(Object pointing dataset rows)
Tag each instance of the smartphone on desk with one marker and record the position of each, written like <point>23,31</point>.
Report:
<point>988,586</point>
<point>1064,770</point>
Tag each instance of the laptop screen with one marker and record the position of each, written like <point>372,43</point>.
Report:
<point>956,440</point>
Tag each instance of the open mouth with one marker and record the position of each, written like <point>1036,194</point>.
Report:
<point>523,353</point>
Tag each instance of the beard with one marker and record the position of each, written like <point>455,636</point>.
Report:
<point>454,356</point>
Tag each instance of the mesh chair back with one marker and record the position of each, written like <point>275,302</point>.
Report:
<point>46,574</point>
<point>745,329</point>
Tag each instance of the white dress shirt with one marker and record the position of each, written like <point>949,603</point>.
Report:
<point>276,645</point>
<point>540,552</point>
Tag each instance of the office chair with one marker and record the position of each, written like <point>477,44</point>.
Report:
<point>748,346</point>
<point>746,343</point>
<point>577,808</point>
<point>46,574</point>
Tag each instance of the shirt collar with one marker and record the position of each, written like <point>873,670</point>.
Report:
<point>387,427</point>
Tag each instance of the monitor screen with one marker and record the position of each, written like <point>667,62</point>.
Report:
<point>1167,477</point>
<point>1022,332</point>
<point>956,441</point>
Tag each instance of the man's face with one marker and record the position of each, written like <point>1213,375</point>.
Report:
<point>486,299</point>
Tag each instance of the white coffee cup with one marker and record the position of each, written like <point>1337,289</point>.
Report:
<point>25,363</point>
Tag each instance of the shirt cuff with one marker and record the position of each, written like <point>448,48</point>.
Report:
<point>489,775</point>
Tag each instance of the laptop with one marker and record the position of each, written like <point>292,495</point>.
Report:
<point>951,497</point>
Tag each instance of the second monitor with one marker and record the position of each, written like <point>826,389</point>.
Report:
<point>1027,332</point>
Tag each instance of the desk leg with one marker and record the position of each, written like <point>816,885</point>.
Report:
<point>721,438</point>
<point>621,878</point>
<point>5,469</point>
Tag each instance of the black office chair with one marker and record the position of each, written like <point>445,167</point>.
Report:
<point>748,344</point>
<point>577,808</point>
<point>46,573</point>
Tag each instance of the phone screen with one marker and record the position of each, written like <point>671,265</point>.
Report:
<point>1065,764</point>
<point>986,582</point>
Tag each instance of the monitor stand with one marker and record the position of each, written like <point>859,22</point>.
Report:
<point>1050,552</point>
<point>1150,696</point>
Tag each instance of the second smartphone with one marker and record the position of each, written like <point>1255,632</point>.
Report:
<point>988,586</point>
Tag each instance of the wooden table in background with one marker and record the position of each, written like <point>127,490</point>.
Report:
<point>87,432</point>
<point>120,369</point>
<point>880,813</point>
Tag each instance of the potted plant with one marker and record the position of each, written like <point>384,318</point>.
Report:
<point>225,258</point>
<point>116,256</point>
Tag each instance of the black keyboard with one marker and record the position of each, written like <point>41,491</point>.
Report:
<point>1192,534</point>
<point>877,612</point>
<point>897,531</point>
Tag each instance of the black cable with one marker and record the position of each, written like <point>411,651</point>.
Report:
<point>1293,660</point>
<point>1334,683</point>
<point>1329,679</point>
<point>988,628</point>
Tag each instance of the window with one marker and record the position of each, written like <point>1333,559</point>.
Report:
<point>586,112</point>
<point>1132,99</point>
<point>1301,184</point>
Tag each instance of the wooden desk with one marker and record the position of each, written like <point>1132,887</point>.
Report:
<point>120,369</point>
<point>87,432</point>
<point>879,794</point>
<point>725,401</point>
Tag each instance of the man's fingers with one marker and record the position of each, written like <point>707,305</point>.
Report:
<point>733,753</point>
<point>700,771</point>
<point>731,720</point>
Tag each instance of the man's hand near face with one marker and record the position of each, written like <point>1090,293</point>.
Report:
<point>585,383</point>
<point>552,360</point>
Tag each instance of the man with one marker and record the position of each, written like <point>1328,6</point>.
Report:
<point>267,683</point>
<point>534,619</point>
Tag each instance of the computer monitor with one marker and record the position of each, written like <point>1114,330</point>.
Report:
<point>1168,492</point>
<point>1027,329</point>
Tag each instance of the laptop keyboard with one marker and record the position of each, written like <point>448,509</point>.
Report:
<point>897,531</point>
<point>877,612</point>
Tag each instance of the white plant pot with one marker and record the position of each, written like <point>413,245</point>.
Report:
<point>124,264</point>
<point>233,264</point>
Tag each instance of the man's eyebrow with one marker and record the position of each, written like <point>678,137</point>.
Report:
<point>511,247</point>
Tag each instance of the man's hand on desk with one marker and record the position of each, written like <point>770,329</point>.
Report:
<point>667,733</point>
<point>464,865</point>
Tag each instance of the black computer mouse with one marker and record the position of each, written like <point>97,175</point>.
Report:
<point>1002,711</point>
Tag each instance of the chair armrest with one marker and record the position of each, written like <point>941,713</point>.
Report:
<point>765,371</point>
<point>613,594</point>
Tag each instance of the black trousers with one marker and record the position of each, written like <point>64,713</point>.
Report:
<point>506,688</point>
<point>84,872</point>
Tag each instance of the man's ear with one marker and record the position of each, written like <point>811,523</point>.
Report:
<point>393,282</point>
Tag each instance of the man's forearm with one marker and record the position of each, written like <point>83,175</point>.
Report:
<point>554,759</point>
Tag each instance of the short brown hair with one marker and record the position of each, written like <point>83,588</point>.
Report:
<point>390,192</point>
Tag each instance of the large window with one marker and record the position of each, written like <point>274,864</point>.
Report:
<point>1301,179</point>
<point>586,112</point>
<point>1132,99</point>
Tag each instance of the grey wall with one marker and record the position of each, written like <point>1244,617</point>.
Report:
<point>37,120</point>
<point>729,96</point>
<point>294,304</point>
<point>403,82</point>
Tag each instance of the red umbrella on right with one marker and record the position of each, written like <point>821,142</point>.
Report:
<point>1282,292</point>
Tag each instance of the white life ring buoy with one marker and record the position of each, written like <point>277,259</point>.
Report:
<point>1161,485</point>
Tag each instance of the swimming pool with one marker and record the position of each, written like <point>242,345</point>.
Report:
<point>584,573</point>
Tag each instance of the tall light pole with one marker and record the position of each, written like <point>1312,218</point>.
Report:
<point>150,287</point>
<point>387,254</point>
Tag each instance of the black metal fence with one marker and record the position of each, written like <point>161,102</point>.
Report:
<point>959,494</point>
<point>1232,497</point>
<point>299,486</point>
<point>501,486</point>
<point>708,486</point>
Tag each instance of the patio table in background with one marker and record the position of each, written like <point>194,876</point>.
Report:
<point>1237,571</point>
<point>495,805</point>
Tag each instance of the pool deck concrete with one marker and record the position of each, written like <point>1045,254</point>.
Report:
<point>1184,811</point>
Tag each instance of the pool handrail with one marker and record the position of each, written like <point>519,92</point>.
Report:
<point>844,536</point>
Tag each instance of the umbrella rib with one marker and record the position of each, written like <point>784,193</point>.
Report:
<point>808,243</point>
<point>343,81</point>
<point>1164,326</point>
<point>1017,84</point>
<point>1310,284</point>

■ YOUR INSTRUCTIONS: Repeat every line of the rows above word for word, keeping the original order.

■ TASK RESPONSE:
Tag each instance of the smartphone on desk with one marker and record the position of each, written like <point>23,31</point>.
Report:
<point>988,586</point>
<point>1064,770</point>
Tag each instance of the laptop screen with one marker and record the position of each, written like <point>372,43</point>.
Report:
<point>956,440</point>
Tag each instance of the open mouth with one marker and record the position of each, written like <point>1036,194</point>.
Report:
<point>523,353</point>
Tag each instance of the beard with one marker and record the position of each, written like <point>455,636</point>.
Report:
<point>454,356</point>
Tag each instance of the mesh chair back with one marker and record the position of each, written like <point>275,302</point>.
Report:
<point>46,574</point>
<point>745,329</point>
Tag each instance of the white dress shirt with one marker and record the position of each, written like <point>949,603</point>.
Report:
<point>276,645</point>
<point>540,552</point>
Tag each instance of the office chair with one marker and record the position of each, written like <point>477,44</point>.
Report:
<point>748,346</point>
<point>746,343</point>
<point>577,808</point>
<point>46,574</point>
Tag each instance of the shirt collar with one marker and record the position of each, written like <point>873,670</point>.
Report:
<point>387,427</point>
Tag each instance of the monitor screen with one marker and record the position of each, written like <point>667,62</point>.
Report:
<point>1167,477</point>
<point>1022,332</point>
<point>956,441</point>
Tag each instance of the man's face with one marker and record the position of each, written like <point>1213,375</point>.
Report:
<point>486,299</point>
Tag each instance of the white coffee cup with one marker and record the position of each, written like <point>1337,289</point>.
Report:
<point>25,363</point>
Tag each instance of the shirt cuff with one marker and record the position of each, written like <point>448,48</point>.
Report:
<point>489,775</point>
Tag each instance of the laptop with one marker and record the position of each, written like <point>292,495</point>.
Report:
<point>951,497</point>
Tag each instance of the second monitor with one marker and record the position of each, written like <point>826,389</point>.
Report:
<point>1027,332</point>
Tag each instance of the desk leg with one marker and record the position of each, written like <point>816,885</point>.
Report:
<point>721,438</point>
<point>621,878</point>
<point>5,469</point>
Tag each instance of the black office chair with one marker and record the position of each, written like <point>445,167</point>.
Report:
<point>748,344</point>
<point>577,808</point>
<point>46,573</point>
Tag each instance of the phone screen with one marker and record the position of each, written like <point>671,265</point>.
Report:
<point>1065,764</point>
<point>986,582</point>
Tag each instance of the monitor stand with one marker and record the position of each, written like <point>859,22</point>.
Report:
<point>1050,552</point>
<point>1150,696</point>
Tag each instance of the second smartphone with one marker and record the position of each, written like <point>1255,632</point>.
Report:
<point>988,586</point>
Tag each instance of the wooden table in background with one marker and record the position of each, written like <point>127,490</point>.
Report:
<point>87,432</point>
<point>120,369</point>
<point>880,813</point>
Tag each instance of the potted plant with one marker and record the position of each, written like <point>384,318</point>.
Report:
<point>225,258</point>
<point>116,256</point>
Tag each instance of the black keyboard with one marker and record the position of each, written like <point>41,491</point>.
Report:
<point>1192,534</point>
<point>877,612</point>
<point>897,531</point>
Tag each instance of the black cable with one marker and record the position of each, written like <point>411,651</point>.
Report:
<point>1293,660</point>
<point>1334,683</point>
<point>1329,679</point>
<point>988,628</point>
Tag each instance of the window with one marker and record the position of each, written like <point>1333,559</point>.
Report:
<point>586,112</point>
<point>1132,99</point>
<point>1301,184</point>
Tag each instance of the wooden desk with one marker and record the position of each, written like <point>1132,887</point>.
Report:
<point>120,369</point>
<point>87,432</point>
<point>879,794</point>
<point>725,401</point>
Tag each instance of the man's fingers with one marker and record the position of each, written like <point>707,305</point>.
Report:
<point>733,753</point>
<point>700,771</point>
<point>731,720</point>
Tag each instance of the man's hand near face with one marker and record the position of each, written like <point>1090,293</point>.
Report:
<point>585,383</point>
<point>552,360</point>
Tag each instance of the man with one marker and record the position of each, written like <point>1328,6</point>.
Report:
<point>267,683</point>
<point>534,619</point>
Tag each instance of the computer monitor with one marker and record the position of each, written like <point>1114,330</point>.
Report:
<point>1168,492</point>
<point>1027,329</point>
Tag each instance of the laptop keyboard with one marker and record the position of each, written like <point>448,509</point>.
Report:
<point>897,531</point>
<point>877,612</point>
Tag each instance of the white plant pot with one marker and record the position of each, written like <point>413,245</point>.
Report:
<point>124,264</point>
<point>233,264</point>
Tag each instance of the man's eyebrow with one marker and record the position of each, written like <point>678,137</point>.
Report:
<point>511,247</point>
Tag each instance of the man's hand on desk with one marker and record the position of each, written like <point>770,329</point>.
Report:
<point>667,733</point>
<point>464,865</point>
Tag each instance of the black computer mouse with one marker and record the position of each, written like <point>97,175</point>.
Report:
<point>1002,711</point>
Tag each instance of the chair armrest with one marker and record the position of each, written like <point>941,713</point>.
Report:
<point>765,371</point>
<point>613,594</point>
Tag each instance of the black trousers with one marker and record the position of each, written like <point>64,713</point>.
Report:
<point>506,688</point>
<point>84,872</point>
Tag each instance of the man's ear with one marker and record the position of each, written like <point>811,523</point>.
Report:
<point>393,282</point>
Tag each instance of the man's forearm with one marker and record the position of each, written like <point>83,175</point>.
Report:
<point>554,759</point>
Tag each instance of the short brown hair with one marker and record the position of each, written like <point>83,588</point>.
Report:
<point>390,192</point>
Tag each instance of the large window with one marker and record the position of each, written like <point>274,864</point>.
Report:
<point>1301,179</point>
<point>586,112</point>
<point>1132,99</point>
Tag each instance of the grey wall with one marker and record the position of each, written like <point>1244,617</point>.
Report:
<point>37,120</point>
<point>729,96</point>
<point>294,304</point>
<point>403,82</point>
Tag each instance of the red umbrella on right with one marker and record the position of each, written like <point>821,142</point>.
Report:
<point>1282,292</point>
Tag each instance of the white life ring buoy with one marker and record the position of each, written like <point>277,259</point>.
Report:
<point>1161,485</point>
Tag each instance of the swimming pool with one marker and record the position of each, written like <point>242,345</point>.
Report:
<point>584,573</point>
Tag each instance of the tall light pole with one marker and record the position of each, written like <point>1312,218</point>.
Report:
<point>150,287</point>
<point>387,254</point>
Tag each instance of the black metal fence with one marker and record the position of each, written like <point>161,102</point>.
Report:
<point>959,494</point>
<point>1232,497</point>
<point>299,486</point>
<point>501,486</point>
<point>708,486</point>
Tag each instance of the patio table in background with one marker and record the position of each, written like <point>194,876</point>.
Report:
<point>1237,571</point>
<point>495,805</point>
Tag each instance of the pool deck concrete with one marker and record the position of each, written like <point>1045,254</point>.
Report:
<point>1184,811</point>
Tag each instance of the pool handrail with one marker and record the position of each, written like <point>519,92</point>.
Report:
<point>844,536</point>
Tag each instance of the umbrella rib with one marker and record the position of each, written like <point>784,193</point>.
Report:
<point>808,243</point>
<point>343,81</point>
<point>1164,326</point>
<point>1017,84</point>
<point>1310,284</point>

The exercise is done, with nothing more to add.